__你的任务__
写出下面文本段落中为分词后的中文文本添加的筛选器的名称。

__文本段落__
== == ==

使用eclipse 、Java 、weka
1、在weka的安装目录下找到weka.jar和weka-src.jar两个jar包,如下图所示:
2、在eclipse中新建Java项目,然后右键build-path,在Libraries标签页里点击添加外部jar吧,然后将上一步中找到的weka.jar和weka-src.jar添加进去,然后点击OK,如下图所示:
3、在新建的Java项目中新建包wekaTest和类J48Test,将分词后的中文文本添加筛选器StringToWordVector(对文本数据进行预处理),然后使用weka自带的分类算法进行分类,并返回每个实例对应的分类名称,具体实现代码如下:
package wekaTest;
import java.io.File;
import weka.classifiers.Evaluation;
import weka.classifiers.bayes.NaiveBayes;
import weka.classifiers.trees.J48;
import weka.classifiers.trees.RandomForest;
import weka.core.Instance;
import weka.core.Instances;
import weka.core.converters.ArffLoader;
import weka.filters.Filter;
import weka.filters.unsupervised.attribute.StringToWordVector;
public class J48Test {
public static void main(String[] args) throws Exception {
Instances ins = null;
try {
File file = new File("E:\\data.arff");
ArffLoader loader = new ArffLoader();
loader.setFile(file);
ins = loader.getDataSet();
ins.setClassIndex(ins.numAttributes()-1);
StringToWordVector filter = new StringToWordVector();
filter.setIDFTransform(true);
filter.setTFTransform(true);
filter.setInputFormat(ins);
Instances newIns = Filter.useFilter(ins, filter);
//System.out.println(newIns.toString());
RandomForest RFmodel = new RandomForest();
J48 Jmodel = new J48();
NaiveBayes NBmodel = new NaiveBayes();
RFmodel.buildClassifier(newIns);
Jmodel.buildClassifier(newIns);
NBmodel.buildClassifier(newIns);
Instance testInst;
Evaluation testingEvaluationRF = new Evaluation(newIns);
Evaluation testingEvaluationJ48 = new Evaluation(newIns);
Evaluation testingEvaluationNB = new Evaluation(newIns);
int length = newIns.numInstances();
for(int i = 0; i < length ; i++){
testInst = newIns.instance(i); //System.out.println(newIns.classAttribute().value((int) RFmodel.classifyInstance(newIns.instance(i))));
//输出分类的类名 //System.out.println(testInst.classAttribute().value((int) RFmodel.classifyInstance(testInst)));
testingEvaluationRF.evaluateModelOnceAndRecordPrediction(RFmodel, testInst);
testingEvaluationJ48.evaluateModelOnceAndRecordPrediction(Jmodel, testInst);
testingEvaluationNB.evaluateModelOnceAndRecordPrediction(NBmodel, testInst);
}
System.out.println("RandomForest的正确率:"+(1-testingEvaluationRF.errorRate()));
System.out.println("J48的正确率:"+(1-testingEvaluationJ48.errorRate()));
System.out.println("NaiveBayes的正确率:"+(1-testingEvaluationNB.errorRate()));
// System.out.println("RandomForest:"+testingEvaluationRF.toSummaryString());//输出总结信息
// System.out.println("RandomForest:"+testingEvaluationRF.toClassDetailsString());//输出分类详细信息
// System.out.println("RandomForest:"+testingEvaluationRF.toMatrixString());//输出分类的混淆矩阵
} catch (Exception e) {
e.printStackTrace();
}
}
}
然后运行查看结果

== == ==

__数据集__
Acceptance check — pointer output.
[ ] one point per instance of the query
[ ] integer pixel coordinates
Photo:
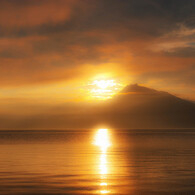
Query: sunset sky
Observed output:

== == ==

__练习答案__
StringToWordVector